#### WHAT YOU WILL DO
Pull out every line below that contains the word "petal", matching case exactly, and copy each one as it appears.
═══ MATERIAL PROVIDED ═══
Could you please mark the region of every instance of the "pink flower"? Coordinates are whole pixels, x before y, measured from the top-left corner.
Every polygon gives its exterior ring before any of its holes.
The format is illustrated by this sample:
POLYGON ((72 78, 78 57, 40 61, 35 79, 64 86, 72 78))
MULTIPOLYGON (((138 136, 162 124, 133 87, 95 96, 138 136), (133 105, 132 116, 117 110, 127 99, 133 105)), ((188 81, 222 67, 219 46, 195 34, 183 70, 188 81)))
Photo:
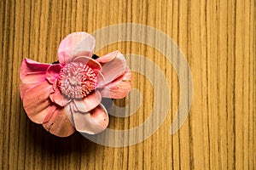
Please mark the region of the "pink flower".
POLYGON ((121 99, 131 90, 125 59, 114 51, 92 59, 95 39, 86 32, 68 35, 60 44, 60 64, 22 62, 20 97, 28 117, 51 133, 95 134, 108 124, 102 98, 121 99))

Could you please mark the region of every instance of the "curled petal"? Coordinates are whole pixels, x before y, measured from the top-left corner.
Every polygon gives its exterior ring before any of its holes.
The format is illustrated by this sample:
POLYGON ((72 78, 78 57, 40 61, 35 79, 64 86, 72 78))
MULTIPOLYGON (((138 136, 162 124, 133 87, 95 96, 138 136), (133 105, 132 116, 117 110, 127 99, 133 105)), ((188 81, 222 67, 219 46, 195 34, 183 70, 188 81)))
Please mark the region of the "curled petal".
═══
═══ MATERIAL PROVIDED ═══
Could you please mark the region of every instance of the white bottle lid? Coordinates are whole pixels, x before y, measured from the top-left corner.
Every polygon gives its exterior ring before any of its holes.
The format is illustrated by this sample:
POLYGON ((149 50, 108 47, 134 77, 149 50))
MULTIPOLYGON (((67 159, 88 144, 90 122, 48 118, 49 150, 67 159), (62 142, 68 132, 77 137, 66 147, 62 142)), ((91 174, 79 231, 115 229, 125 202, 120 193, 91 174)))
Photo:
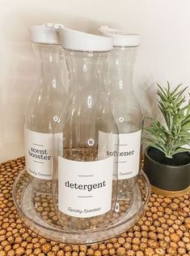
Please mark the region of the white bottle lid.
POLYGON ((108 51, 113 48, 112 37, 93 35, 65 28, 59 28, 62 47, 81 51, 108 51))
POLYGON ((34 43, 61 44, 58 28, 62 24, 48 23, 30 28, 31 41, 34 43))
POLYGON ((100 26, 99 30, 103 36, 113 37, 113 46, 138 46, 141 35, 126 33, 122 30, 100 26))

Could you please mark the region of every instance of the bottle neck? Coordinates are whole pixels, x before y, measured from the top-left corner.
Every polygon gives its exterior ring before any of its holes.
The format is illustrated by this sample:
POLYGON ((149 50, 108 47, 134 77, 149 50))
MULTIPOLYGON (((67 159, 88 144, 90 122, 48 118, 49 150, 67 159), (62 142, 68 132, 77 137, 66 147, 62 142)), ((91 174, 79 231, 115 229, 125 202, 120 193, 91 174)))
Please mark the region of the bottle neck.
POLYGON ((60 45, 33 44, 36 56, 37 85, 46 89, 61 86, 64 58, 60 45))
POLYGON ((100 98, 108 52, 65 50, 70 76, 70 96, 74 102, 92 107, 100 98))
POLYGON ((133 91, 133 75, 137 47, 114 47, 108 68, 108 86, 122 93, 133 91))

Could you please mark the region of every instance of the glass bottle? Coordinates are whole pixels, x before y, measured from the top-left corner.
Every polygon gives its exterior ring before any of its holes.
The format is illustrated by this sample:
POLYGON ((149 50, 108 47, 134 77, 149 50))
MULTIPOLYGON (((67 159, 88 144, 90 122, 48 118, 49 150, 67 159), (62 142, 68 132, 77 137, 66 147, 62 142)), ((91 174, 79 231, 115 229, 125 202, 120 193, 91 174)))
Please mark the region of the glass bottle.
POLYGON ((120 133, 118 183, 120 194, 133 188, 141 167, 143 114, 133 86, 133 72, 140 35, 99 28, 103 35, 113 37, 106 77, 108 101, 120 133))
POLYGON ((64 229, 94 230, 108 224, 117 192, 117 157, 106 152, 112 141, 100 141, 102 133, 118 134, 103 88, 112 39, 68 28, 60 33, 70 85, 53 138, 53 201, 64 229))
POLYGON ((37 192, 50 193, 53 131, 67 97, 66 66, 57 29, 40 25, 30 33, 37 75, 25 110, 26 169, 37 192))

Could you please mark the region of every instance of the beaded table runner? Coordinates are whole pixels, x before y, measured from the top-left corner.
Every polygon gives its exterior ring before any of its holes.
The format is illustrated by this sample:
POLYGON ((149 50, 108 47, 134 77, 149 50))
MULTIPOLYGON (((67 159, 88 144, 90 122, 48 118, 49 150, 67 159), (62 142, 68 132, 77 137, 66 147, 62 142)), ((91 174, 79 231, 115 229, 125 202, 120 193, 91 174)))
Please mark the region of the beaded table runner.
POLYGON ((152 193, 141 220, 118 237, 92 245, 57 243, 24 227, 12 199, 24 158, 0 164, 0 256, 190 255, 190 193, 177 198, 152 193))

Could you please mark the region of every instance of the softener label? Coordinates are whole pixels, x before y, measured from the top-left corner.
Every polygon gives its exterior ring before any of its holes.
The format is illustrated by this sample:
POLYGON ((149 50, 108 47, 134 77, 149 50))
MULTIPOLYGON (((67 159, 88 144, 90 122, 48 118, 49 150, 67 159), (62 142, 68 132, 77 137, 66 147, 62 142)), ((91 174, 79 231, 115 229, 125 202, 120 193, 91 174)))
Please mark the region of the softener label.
═══
#### RESULT OF THE EXERCISE
Could you please mark the region of every instance of the "curled petal"? Coordinates are whole pixels, x before y, measured from the top-left corner.
Please mark the region of the "curled petal".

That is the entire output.